*EXERCISE AIM:* The result should be the line with "mind finding the mountain" followed by every remaining line of the entries, each reproduced exactly, with nothing else.

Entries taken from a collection
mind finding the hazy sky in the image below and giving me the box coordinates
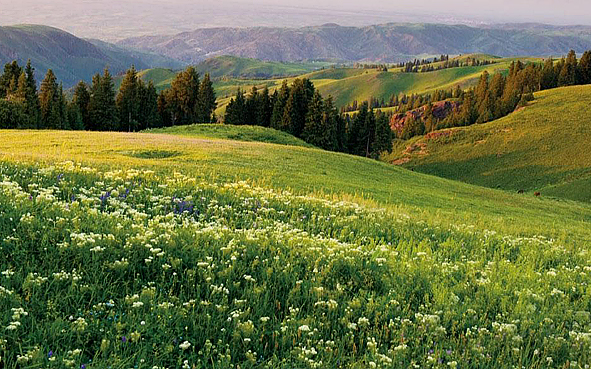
[248,0,591,24]
[0,0,589,41]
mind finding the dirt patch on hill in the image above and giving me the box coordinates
[404,143,429,156]
[393,142,429,166]
[391,157,411,165]
[425,129,457,141]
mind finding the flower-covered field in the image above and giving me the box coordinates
[0,160,590,369]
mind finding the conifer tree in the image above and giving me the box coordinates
[372,112,393,158]
[167,66,200,125]
[0,61,23,99]
[138,81,161,129]
[197,73,216,123]
[116,66,140,131]
[271,80,289,129]
[558,50,577,86]
[257,86,272,127]
[39,69,63,129]
[302,90,326,148]
[578,51,591,85]
[224,89,246,125]
[348,103,368,155]
[72,81,90,130]
[540,58,556,90]
[22,61,41,128]
[88,68,118,131]
[157,91,172,127]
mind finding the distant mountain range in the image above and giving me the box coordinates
[3,23,591,88]
[0,25,183,86]
[117,23,591,64]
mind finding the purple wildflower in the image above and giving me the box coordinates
[121,336,127,343]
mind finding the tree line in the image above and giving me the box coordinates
[0,62,217,131]
[395,50,591,140]
[223,79,393,158]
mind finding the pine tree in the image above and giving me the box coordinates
[88,68,118,131]
[116,66,140,131]
[347,103,368,155]
[73,81,90,130]
[167,66,200,125]
[372,112,393,158]
[578,51,591,85]
[540,58,556,90]
[271,81,289,129]
[224,89,246,125]
[157,91,172,127]
[302,90,326,148]
[558,50,577,86]
[0,61,23,99]
[257,86,272,127]
[244,86,259,125]
[138,81,161,129]
[66,101,84,130]
[23,61,41,128]
[196,73,216,123]
[39,69,62,129]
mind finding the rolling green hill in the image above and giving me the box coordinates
[194,56,332,79]
[1,127,591,368]
[146,124,313,147]
[311,57,537,108]
[385,85,591,202]
[210,55,536,116]
[0,24,182,86]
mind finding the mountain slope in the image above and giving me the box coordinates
[385,85,591,202]
[0,24,183,86]
[117,22,591,64]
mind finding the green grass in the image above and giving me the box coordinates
[195,55,333,79]
[384,85,591,202]
[1,127,590,368]
[146,124,313,147]
[213,55,541,116]
[313,58,534,108]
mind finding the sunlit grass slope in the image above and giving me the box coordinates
[146,124,313,147]
[1,127,591,368]
[385,85,591,202]
[0,128,590,242]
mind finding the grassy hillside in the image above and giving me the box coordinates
[212,55,539,116]
[194,56,332,79]
[312,57,536,108]
[1,128,591,368]
[385,85,591,202]
[146,124,313,147]
[0,24,182,87]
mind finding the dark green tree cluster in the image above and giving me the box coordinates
[157,67,217,126]
[224,79,391,157]
[1,61,217,131]
[346,103,392,158]
[399,56,494,73]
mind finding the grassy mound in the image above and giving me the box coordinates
[1,129,590,368]
[385,85,591,202]
[146,124,313,148]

*WRITTEN REPLY:*
mind finding the mountain slope in the image above and giving me the box coordinates
[385,85,591,202]
[0,24,183,86]
[117,22,591,64]
mind finding the green grass in the image above and giving me the box coordinates
[195,55,333,79]
[384,85,591,202]
[1,127,590,368]
[146,124,313,147]
[213,55,541,116]
[313,58,534,108]
mind finding the sunlit grass slope in the image above and giving me the box coordinates
[146,124,313,147]
[1,127,591,368]
[385,85,591,202]
[0,128,590,242]
mind finding the grassy hillside in the image above and giving me the box coordinates
[212,55,539,116]
[194,56,332,79]
[312,57,536,108]
[1,128,591,368]
[385,85,591,202]
[146,124,313,147]
[0,24,182,87]
mind finding the dark green tree cluster in the image above and giving me the box coordinates
[157,67,217,126]
[224,79,391,157]
[1,61,217,131]
[346,103,392,158]
[399,56,494,73]
mind finding the grassy mound in the image above and giving me the box coordinates
[1,129,590,368]
[385,85,591,202]
[146,124,313,148]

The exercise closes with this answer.